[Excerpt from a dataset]
##########

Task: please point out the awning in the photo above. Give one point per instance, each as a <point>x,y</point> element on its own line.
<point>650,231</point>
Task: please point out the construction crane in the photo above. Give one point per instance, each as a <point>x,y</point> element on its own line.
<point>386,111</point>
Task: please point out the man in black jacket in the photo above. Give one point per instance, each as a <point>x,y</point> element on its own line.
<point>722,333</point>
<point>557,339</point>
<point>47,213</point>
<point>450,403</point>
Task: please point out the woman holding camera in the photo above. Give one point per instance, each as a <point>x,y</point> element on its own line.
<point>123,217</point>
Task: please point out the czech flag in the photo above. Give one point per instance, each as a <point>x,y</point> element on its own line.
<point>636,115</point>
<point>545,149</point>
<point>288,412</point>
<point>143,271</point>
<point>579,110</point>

##########

» **PROBLEM REQUIREMENTS**:
Please convert every line of the data above into a Markdown table with the columns Row and Line, numbering the rows in order and leaving out blank lines.

» **THE SOLUTION**:
| Row | Line |
|---|---|
| 1 | Task: please point out the awning in the photo above. Give one point per instance, each as a <point>x,y</point> element on its own line. |
| 2 | <point>650,231</point> |
| 3 | Task: please point out the construction crane in the photo above. Give one point per instance, each as a <point>x,y</point> element on its own line. |
| 4 | <point>386,111</point> |
| 5 | Task: please point out the man in black jacket in the photo above. Give one point per instance, each as a <point>x,y</point> element on its own line. |
| 6 | <point>722,333</point> |
| 7 | <point>557,339</point> |
| 8 | <point>47,213</point> |
| 9 | <point>450,403</point> |
| 10 | Task: please point out the woman holding camera in the photo above. Give one point per instance, each as a <point>x,y</point> element on its own line. |
| 11 | <point>123,217</point> |
| 12 | Task: please point out the czech flag in the photo above. Give one point per instance, each as a <point>x,y</point> element on its own line. |
| 13 | <point>636,115</point> |
| 14 | <point>545,149</point> |
| 15 | <point>288,412</point> |
| 16 | <point>143,271</point> |
| 17 | <point>579,110</point> |